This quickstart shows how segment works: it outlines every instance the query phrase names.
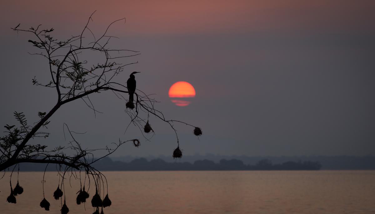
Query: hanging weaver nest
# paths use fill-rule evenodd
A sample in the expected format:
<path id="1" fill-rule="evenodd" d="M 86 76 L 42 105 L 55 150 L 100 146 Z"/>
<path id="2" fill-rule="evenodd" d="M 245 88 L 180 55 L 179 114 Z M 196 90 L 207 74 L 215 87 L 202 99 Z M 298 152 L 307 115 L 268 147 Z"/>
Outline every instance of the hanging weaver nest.
<path id="1" fill-rule="evenodd" d="M 199 127 L 195 127 L 194 129 L 194 134 L 197 136 L 200 136 L 202 135 L 202 130 Z"/>
<path id="2" fill-rule="evenodd" d="M 20 184 L 18 183 L 18 181 L 17 181 L 17 185 L 16 185 L 16 187 L 14 187 L 14 189 L 13 190 L 13 195 L 16 196 L 17 195 L 21 195 L 22 194 L 23 192 L 23 188 L 22 187 L 20 186 Z"/>
<path id="3" fill-rule="evenodd" d="M 66 206 L 66 203 L 65 203 L 65 199 L 64 199 L 64 205 L 63 205 L 63 207 L 61 208 L 61 214 L 68 214 L 68 213 L 69 212 L 69 208 L 68 208 L 68 207 Z"/>
<path id="4" fill-rule="evenodd" d="M 16 197 L 14 197 L 14 195 L 13 193 L 13 190 L 10 187 L 10 195 L 9 195 L 8 198 L 6 198 L 6 201 L 9 203 L 13 203 L 13 204 L 16 204 L 17 203 L 17 201 L 16 200 Z"/>
<path id="5" fill-rule="evenodd" d="M 134 144 L 134 146 L 138 147 L 141 145 L 141 142 L 138 139 L 134 139 L 133 140 L 133 144 Z"/>
<path id="6" fill-rule="evenodd" d="M 180 147 L 178 146 L 176 149 L 173 151 L 173 159 L 181 158 L 182 157 L 182 152 L 180 150 Z"/>
<path id="7" fill-rule="evenodd" d="M 151 128 L 151 126 L 150 125 L 150 124 L 148 123 L 148 121 L 147 121 L 147 123 L 146 124 L 144 125 L 144 132 L 146 133 L 148 133 L 152 130 L 152 129 Z M 153 132 L 154 130 L 152 130 Z"/>
<path id="8" fill-rule="evenodd" d="M 104 197 L 104 199 L 103 199 L 103 207 L 109 207 L 112 204 L 112 202 L 111 201 L 109 197 L 108 197 L 108 193 Z M 103 208 L 102 208 L 102 212 L 103 212 Z"/>
<path id="9" fill-rule="evenodd" d="M 77 202 L 77 204 L 81 204 L 81 203 L 86 203 L 86 199 L 90 197 L 90 195 L 85 190 L 85 187 L 83 186 L 83 190 L 82 190 L 82 188 L 80 191 L 78 191 L 77 193 L 78 193 L 78 195 L 77 196 L 77 199 L 76 200 L 76 202 Z"/>
<path id="10" fill-rule="evenodd" d="M 126 108 L 130 108 L 130 109 L 133 109 L 134 108 L 135 106 L 134 106 L 134 103 L 133 103 L 132 101 L 128 101 L 126 103 L 126 104 L 125 105 L 126 106 Z"/>
<path id="11" fill-rule="evenodd" d="M 46 200 L 46 199 L 45 198 L 44 198 L 40 202 L 40 207 L 42 208 L 44 208 L 45 210 L 47 211 L 50 210 L 50 207 L 51 207 L 51 205 L 50 204 L 50 202 L 48 202 L 48 201 Z"/>
<path id="12" fill-rule="evenodd" d="M 103 201 L 102 199 L 100 198 L 100 196 L 98 194 L 98 189 L 96 190 L 96 192 L 92 199 L 91 199 L 91 205 L 94 207 L 99 207 L 103 205 Z M 99 213 L 99 211 L 98 210 Z"/>
<path id="13" fill-rule="evenodd" d="M 56 200 L 58 200 L 58 198 L 63 196 L 63 191 L 61 191 L 58 186 L 57 186 L 57 189 L 55 190 L 53 193 L 53 197 Z"/>

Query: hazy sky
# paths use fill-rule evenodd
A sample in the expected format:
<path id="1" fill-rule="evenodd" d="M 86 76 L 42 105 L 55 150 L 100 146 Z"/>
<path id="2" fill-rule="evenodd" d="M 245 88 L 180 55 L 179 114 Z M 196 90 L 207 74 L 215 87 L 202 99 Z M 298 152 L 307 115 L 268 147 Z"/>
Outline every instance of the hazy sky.
<path id="1" fill-rule="evenodd" d="M 29 123 L 48 111 L 56 90 L 33 86 L 47 79 L 48 64 L 29 55 L 40 50 L 31 34 L 10 29 L 42 24 L 61 39 L 80 34 L 90 15 L 93 31 L 119 39 L 111 46 L 141 51 L 123 62 L 139 61 L 133 71 L 137 87 L 155 93 L 156 108 L 176 124 L 185 154 L 252 156 L 375 154 L 375 1 L 24 1 L 0 3 L 1 78 L 0 121 L 15 124 L 14 111 Z M 88 34 L 87 36 L 90 36 Z M 177 106 L 169 87 L 186 81 L 196 96 Z M 125 103 L 110 93 L 92 101 L 104 114 L 96 118 L 78 100 L 51 118 L 49 139 L 66 145 L 63 123 L 78 132 L 87 147 L 139 138 L 141 146 L 123 146 L 115 156 L 171 156 L 172 131 L 151 118 L 156 135 L 146 142 L 132 127 Z"/>

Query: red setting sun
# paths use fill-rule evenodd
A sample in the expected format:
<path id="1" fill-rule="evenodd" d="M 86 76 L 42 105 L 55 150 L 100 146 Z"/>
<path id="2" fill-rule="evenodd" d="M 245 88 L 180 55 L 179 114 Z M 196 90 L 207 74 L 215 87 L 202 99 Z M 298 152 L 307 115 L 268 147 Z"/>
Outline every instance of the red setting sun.
<path id="1" fill-rule="evenodd" d="M 194 87 L 187 82 L 180 81 L 171 86 L 168 92 L 169 97 L 175 98 L 194 97 L 195 96 L 195 90 Z M 172 99 L 172 102 L 179 106 L 189 105 L 190 101 L 181 99 Z"/>

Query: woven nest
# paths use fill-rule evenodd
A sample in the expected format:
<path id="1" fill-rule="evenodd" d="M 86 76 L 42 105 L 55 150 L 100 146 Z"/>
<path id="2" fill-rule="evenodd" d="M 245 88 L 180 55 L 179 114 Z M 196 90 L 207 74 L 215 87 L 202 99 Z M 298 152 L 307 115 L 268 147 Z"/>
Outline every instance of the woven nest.
<path id="1" fill-rule="evenodd" d="M 173 159 L 181 158 L 182 157 L 182 152 L 180 149 L 180 147 L 177 147 L 176 149 L 173 151 Z"/>
<path id="2" fill-rule="evenodd" d="M 45 210 L 47 211 L 50 210 L 50 207 L 51 207 L 50 202 L 46 200 L 45 198 L 43 198 L 43 199 L 40 202 L 40 207 L 44 208 Z"/>
<path id="3" fill-rule="evenodd" d="M 88 198 L 90 195 L 85 190 L 85 187 L 83 187 L 83 190 L 81 189 L 78 193 L 78 195 L 77 196 L 77 198 L 76 202 L 77 204 L 81 204 L 81 203 L 86 203 L 86 199 Z"/>
<path id="4" fill-rule="evenodd" d="M 98 194 L 98 190 L 96 190 L 95 195 L 91 199 L 91 205 L 94 207 L 99 207 L 103 205 L 103 201 L 102 199 L 100 198 L 100 196 Z M 99 211 L 98 211 L 99 212 Z"/>
<path id="5" fill-rule="evenodd" d="M 61 191 L 58 186 L 57 186 L 57 189 L 55 190 L 53 193 L 53 197 L 56 200 L 58 200 L 58 198 L 63 196 L 63 191 Z"/>
<path id="6" fill-rule="evenodd" d="M 21 195 L 23 192 L 23 188 L 22 188 L 22 187 L 20 186 L 18 182 L 17 181 L 17 185 L 16 185 L 16 187 L 14 187 L 14 189 L 13 190 L 13 195 Z"/>
<path id="7" fill-rule="evenodd" d="M 109 207 L 112 204 L 112 202 L 111 201 L 111 200 L 110 199 L 109 197 L 108 197 L 108 194 L 107 193 L 105 197 L 104 197 L 104 199 L 103 199 L 103 207 Z M 102 212 L 103 212 L 103 209 L 102 209 Z"/>
<path id="8" fill-rule="evenodd" d="M 13 190 L 12 189 L 12 187 L 10 187 L 10 195 L 9 195 L 8 198 L 6 198 L 6 201 L 9 203 L 13 203 L 13 204 L 17 203 L 16 197 L 14 197 L 14 195 L 13 194 Z"/>
<path id="9" fill-rule="evenodd" d="M 141 145 L 141 142 L 138 139 L 134 139 L 133 140 L 133 144 L 134 144 L 134 146 L 138 147 Z"/>
<path id="10" fill-rule="evenodd" d="M 195 127 L 194 129 L 194 134 L 197 136 L 200 136 L 202 135 L 202 130 L 199 127 Z"/>
<path id="11" fill-rule="evenodd" d="M 148 133 L 152 130 L 152 129 L 151 128 L 151 126 L 150 125 L 150 124 L 148 123 L 148 121 L 147 121 L 146 124 L 144 125 L 144 132 L 146 133 Z"/>
<path id="12" fill-rule="evenodd" d="M 134 103 L 133 103 L 132 101 L 128 101 L 126 103 L 126 104 L 125 105 L 126 106 L 126 108 L 130 108 L 130 109 L 133 109 L 134 108 L 135 106 L 134 106 Z"/>
<path id="13" fill-rule="evenodd" d="M 64 205 L 63 205 L 63 207 L 61 208 L 61 214 L 68 214 L 68 213 L 69 212 L 69 208 L 66 206 L 65 199 L 64 200 Z"/>

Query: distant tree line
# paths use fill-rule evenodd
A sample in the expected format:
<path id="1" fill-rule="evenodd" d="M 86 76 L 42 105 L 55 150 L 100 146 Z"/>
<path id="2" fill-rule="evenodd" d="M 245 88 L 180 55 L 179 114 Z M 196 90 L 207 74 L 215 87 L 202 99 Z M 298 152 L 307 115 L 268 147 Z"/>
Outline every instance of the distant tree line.
<path id="1" fill-rule="evenodd" d="M 44 170 L 44 167 L 38 169 L 37 165 L 30 165 L 23 167 L 28 171 Z M 318 170 L 321 165 L 318 162 L 288 161 L 279 164 L 273 164 L 267 159 L 262 160 L 255 165 L 246 165 L 240 160 L 222 159 L 218 163 L 205 159 L 197 160 L 193 163 L 185 162 L 168 162 L 158 159 L 148 161 L 144 158 L 135 159 L 129 163 L 113 161 L 109 157 L 96 162 L 93 166 L 95 169 L 102 171 L 191 171 L 191 170 Z M 47 171 L 54 171 L 53 166 L 49 166 Z"/>

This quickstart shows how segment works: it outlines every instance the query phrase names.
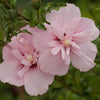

◆ WORK REQUIRED ◆
Starting at the line that contains "Query: distant tree line" and continuing through the last line, rewrite every line with the path coordinates in the answers scaled by 0.55 and rounded to whole numbers, halves up. Leave the requests and the format samples unscaled, and omit the pictures.

◆ CORRECT ANSWER ◆
Query: distant tree line
# paths use fill-rule evenodd
A sample in the expected format:
<path id="1" fill-rule="evenodd" d="M 86 76 L 42 105 L 55 150 L 100 146 Z"/>
<path id="2" fill-rule="evenodd" d="M 245 88 L 180 55 L 179 114 Z M 196 90 L 207 74 L 215 87 L 202 99 Z M 298 152 L 307 115 L 268 147 Z"/>
Outline every instance of the distant tree line.
<path id="1" fill-rule="evenodd" d="M 24 94 L 24 92 L 21 93 L 20 91 L 17 91 L 13 92 L 15 94 Z M 175 94 L 177 91 L 175 89 L 158 89 L 153 90 L 150 90 L 147 87 L 144 88 L 140 91 L 135 91 L 132 88 L 122 87 L 120 90 L 113 87 L 108 88 L 106 90 L 102 89 L 92 89 L 87 87 L 81 89 L 79 87 L 74 87 L 71 90 L 62 89 L 60 86 L 53 89 L 51 91 L 52 93 L 56 94 L 105 94 L 105 94 Z M 26 94 L 30 94 L 29 91 L 27 91 Z"/>

This quickstart shows how segment works: it outlines every instance the query phrase names.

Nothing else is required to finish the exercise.